▶ Text passage

▬▬▬▬▬▬

Does it seem like five years to you? Longer? Shorter?
Well, at any rate, this little device has changed our lives. Thomas Hazlett (a law professor at George Mason University) wrote a great piece in the Wall Street Journal cataloging the history of the iconic device, the long lines that accompanied its debut, and some of the wrong-headed predictions that never came to pass.
When it first came out, Columbia University law professor Tim Wu called it “iPhony” when analyzing Apple’s business model. In contrast, the Atlantic recently called the iPhone “the defining consumer item of its age.”
Now we all know that the App Store took another year to come to fruition, and perhaps its invention was the “killer app” of the iPhone and the smartphones that followed it.
Our jacAPPS division was created about 90 days after the App Store opened for business. Our team has long felt that the ultimate demise of Nokia and BlackBerry was their inability to understand the app opportunity.
As Mary Meeker pointed out in her amazing media analysis, there are 46 million app downloads a day in the Apple App Store. This year, they hit the 30 billion download milestone, fueled by 650,000 applications.
The app controversy between Apple and Google has become a fundamental philosophical feud, like North vs. South, Democrat vs. Republican, or Yankees vs. Red Sox.
In this corner, Apple’s world of apps is a tightly controlled environment – a “gated community” – where there’s just one screen for all iPhones and a rather strict acceptance process.
Meanwhile, their apps work, they’re reliable, and the CX – or customer experience – is always first and foremost.
In the opposite corner, Google has taken more of the “open garden” approach. Anybody can release an app into the Android galaxy, while handset manufacturers can essentially do whatever they like underneath the Android umbrella.

▬▬▬▬▬▬

(Referring expression pointing data)
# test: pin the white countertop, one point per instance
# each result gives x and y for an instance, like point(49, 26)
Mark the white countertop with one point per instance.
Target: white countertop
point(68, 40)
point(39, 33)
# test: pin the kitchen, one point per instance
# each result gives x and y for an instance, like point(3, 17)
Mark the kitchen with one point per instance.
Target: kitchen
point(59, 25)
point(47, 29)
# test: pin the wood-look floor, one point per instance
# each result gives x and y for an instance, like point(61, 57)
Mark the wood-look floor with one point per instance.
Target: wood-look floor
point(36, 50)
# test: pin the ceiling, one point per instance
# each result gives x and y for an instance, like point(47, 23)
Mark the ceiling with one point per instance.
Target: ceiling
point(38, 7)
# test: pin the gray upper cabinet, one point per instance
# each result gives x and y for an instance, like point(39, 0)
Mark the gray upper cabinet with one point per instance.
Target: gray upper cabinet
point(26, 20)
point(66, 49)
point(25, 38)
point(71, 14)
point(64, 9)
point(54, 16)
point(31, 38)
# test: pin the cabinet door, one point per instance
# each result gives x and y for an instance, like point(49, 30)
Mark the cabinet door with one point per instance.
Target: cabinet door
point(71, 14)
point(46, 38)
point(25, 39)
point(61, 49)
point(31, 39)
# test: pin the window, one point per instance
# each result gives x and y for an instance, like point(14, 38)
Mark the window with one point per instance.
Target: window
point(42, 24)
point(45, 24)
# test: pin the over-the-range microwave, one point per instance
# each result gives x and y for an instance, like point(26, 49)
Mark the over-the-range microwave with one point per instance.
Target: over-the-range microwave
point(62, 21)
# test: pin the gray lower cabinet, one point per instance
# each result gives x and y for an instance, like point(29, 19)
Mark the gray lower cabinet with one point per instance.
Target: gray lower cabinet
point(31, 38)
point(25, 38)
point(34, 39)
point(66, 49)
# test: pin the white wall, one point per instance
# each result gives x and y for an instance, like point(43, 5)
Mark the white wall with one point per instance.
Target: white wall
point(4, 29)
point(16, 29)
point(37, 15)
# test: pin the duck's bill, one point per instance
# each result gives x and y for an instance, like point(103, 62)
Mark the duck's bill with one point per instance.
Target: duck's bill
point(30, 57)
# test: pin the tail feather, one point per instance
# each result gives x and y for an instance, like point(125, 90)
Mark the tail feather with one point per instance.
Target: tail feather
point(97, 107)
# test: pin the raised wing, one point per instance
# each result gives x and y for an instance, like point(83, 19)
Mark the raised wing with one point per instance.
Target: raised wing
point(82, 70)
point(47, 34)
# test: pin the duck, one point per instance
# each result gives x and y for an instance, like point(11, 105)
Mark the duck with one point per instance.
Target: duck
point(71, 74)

▬▬▬▬▬▬

▶ Your tasks
1: List every person the text about the iPhone names.
2: Answer from the text about the iPhone:
(a) How many app downloads a day does the Apple App Store see?
(b) How long after the App Store opened was the jacAPPS division created?
(c) What did Tim Wu call the iPhone when it first came out?
The lines play no part in the tasks.

▶ Task-by-task solutions
1:
Thomas Hazlett
Tim Wu
Mary Meeker

2:
(a) 46 million
(b) About 90 days
(c) "iPhony"